= Extract provided =
________________________
Record Batch Writer #573

roeap · 2022-03-22T20:52:45Z

Description

This PR is part of the larger PR #523. Specifically an implementation of a record batch writer. The implementation is a composite of the json implementations from this crate and kafka-delta-ingest. The main addition is some logic to split a record batch into partitions according to the table partitioning.

Related Issue(s)

towards: #509

Documentation

houqp

Thanks @roeap for splitting up your PR into smaller ones :)

Looks good to me overall, one question I have is we already have a json writer in the deltalake::writer module, have you thought of how to better organize these two writer implementations in a more consistent namespace? I can see users getting confused between deltalake::writer and deltalake::write::writer modules.

houqp · 2022-03-25T03:59:58Z

rust/src/write/writer.rs

+    arrow_schema: Arc<ArrowSchema>,
+    writer_properties: WriterProperties,
+) -> Result<ArrowWriter<InMemoryWriteableCursor>, ParquetError> {
+    ArrowWriter::try_new(cursor, arrow_schema, Some(writer_properties))


looks like an overkill to create a function to just call another function with basically the same arguments?

true - will get rid of it.

houqp · 2022-03-25T04:06:12Z

rust/src/write/writer.rs

+    }
+
+    /// Writes the existing parquet bytes to storage and resets internal state to handle another file.
+    pub async fn flush(&mut self) -> Result<Vec<Add>, DeltaWriterError> {


the semantic of flush here is different from the one in the existing json writer, is there any particular reason why you to keep it different?

Not 100% sure which part you are referring to, but there are some things i considered :). The implementation with the json writer already creates a commit. Since we are hoping to eventually use this writer in a distributed context i though we should avoid doing so here. When its referring to the error type, these should probably be harmonized. In general it may be worth exploring to have a shared writer trait that different writers could implement?

Yes, I was referring to the flush method from the json writer:

delta-rs/rust/src/writer.rs

Line 94 in 346f51a

pub async fn flush(&mut self) -> Result<(), DeltaTableError> {

.

Since we are hoping to eventually use this writer in a distributed context i though we should avoid doing so here.

I think this makes sense, if so, then it's better to use a different name other than flush to avoid confusions.

In general it may be worth exploring to have a shared writer trait that different writers could implement?
________________________
= Written problem 1 =
From the record batch writer thread, translate this sentence into Spanish: "The main addition is some logic to split a record batch into partitions according to the table partitioning."
= Written problem 2 =
According to the record batch writer thread, the writer implementation combines the json implementations from which two sources?

= Items =
________________________
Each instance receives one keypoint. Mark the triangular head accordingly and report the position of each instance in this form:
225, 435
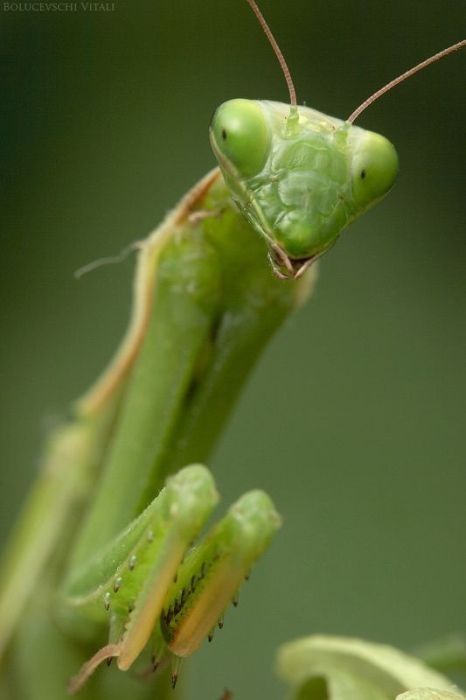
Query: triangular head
299, 176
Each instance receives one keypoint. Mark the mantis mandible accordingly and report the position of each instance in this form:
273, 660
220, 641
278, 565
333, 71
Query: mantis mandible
206, 302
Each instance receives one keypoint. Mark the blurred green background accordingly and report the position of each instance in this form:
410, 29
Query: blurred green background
354, 420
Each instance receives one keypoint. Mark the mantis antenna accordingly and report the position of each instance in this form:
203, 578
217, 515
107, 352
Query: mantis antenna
278, 53
404, 76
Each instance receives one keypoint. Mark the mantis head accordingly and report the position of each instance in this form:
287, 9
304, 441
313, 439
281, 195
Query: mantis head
299, 177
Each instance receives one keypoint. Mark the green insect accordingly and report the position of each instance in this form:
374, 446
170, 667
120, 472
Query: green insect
105, 547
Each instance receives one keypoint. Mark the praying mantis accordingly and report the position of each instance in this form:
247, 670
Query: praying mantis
205, 214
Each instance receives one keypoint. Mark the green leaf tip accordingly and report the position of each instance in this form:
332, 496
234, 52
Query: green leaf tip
354, 669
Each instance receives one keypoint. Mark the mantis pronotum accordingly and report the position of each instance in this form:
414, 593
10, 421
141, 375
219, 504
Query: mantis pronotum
299, 177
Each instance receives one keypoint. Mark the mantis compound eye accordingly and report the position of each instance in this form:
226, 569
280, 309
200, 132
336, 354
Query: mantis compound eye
374, 168
240, 134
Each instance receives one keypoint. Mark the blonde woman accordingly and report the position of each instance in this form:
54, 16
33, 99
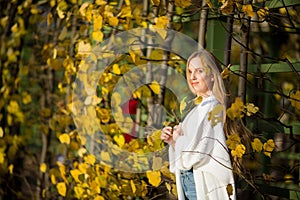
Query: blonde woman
198, 154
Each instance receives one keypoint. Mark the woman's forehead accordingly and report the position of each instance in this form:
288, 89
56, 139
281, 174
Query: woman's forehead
197, 63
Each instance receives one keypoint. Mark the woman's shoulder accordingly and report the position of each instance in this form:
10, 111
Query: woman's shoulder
210, 101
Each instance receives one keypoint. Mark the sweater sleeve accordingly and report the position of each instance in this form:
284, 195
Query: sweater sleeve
195, 147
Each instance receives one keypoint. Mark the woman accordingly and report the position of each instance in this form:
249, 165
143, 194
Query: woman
198, 153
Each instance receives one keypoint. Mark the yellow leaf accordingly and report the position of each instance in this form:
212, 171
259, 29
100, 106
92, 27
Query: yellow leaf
239, 151
132, 186
60, 13
84, 48
116, 69
90, 159
75, 174
13, 107
2, 155
162, 22
81, 152
98, 36
78, 192
183, 3
154, 177
61, 188
233, 140
99, 198
26, 98
105, 156
98, 22
113, 21
269, 147
53, 179
157, 163
169, 187
95, 187
125, 12
43, 167
83, 7
248, 9
119, 139
11, 168
155, 87
1, 132
64, 138
155, 2
101, 2
236, 109
257, 145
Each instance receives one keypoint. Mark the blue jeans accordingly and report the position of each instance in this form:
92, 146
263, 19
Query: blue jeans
188, 184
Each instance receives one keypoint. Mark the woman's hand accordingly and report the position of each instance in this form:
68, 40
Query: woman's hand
167, 134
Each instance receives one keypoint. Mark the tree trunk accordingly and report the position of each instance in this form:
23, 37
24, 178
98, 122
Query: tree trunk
244, 57
203, 24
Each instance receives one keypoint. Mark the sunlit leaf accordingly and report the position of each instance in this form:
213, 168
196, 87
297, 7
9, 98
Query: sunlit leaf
83, 7
98, 36
233, 140
239, 151
155, 2
154, 177
43, 167
183, 3
84, 48
248, 9
105, 156
64, 138
155, 87
120, 140
236, 109
113, 21
2, 154
215, 116
157, 163
61, 188
133, 187
257, 145
98, 22
90, 159
116, 69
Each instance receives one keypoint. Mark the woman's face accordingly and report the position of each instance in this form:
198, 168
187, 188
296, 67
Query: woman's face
199, 77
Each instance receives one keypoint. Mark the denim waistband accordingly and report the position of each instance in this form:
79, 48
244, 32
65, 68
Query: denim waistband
186, 171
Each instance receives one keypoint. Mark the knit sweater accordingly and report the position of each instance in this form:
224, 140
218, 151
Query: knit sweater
203, 148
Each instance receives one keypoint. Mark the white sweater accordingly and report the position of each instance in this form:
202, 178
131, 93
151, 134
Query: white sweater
203, 148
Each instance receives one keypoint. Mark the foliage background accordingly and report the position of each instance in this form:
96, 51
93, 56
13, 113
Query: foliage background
42, 47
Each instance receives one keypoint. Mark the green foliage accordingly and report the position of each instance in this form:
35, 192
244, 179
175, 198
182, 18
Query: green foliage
43, 47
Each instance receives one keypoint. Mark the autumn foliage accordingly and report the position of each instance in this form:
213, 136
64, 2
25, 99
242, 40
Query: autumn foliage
44, 49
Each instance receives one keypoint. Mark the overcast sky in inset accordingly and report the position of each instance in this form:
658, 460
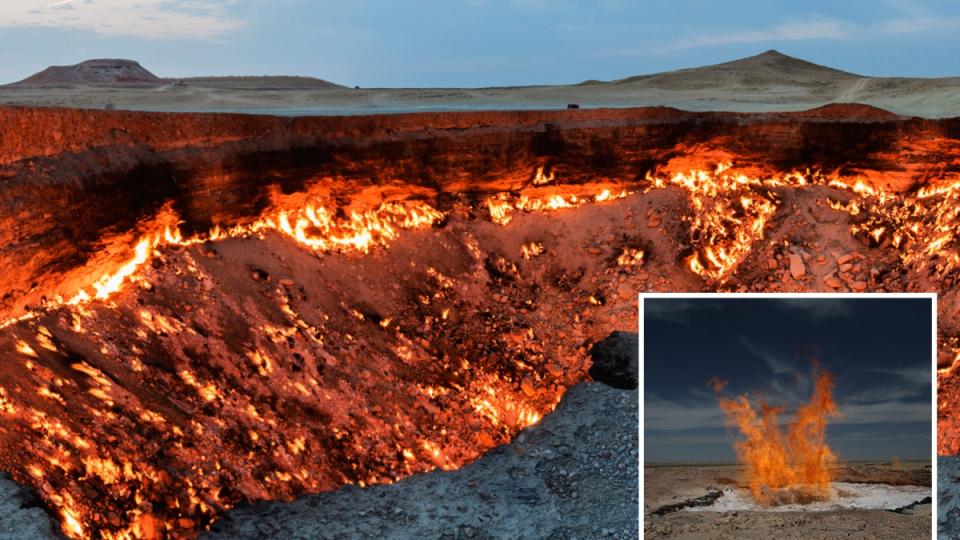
________________________
= Correct result 1 =
La principal novedad es cierta lógica para dividir un lote de registros en particiones según el particionamiento de la tabla.

= Correct result 2 =
The json implementations from this crate and from kafka-delta-ingest.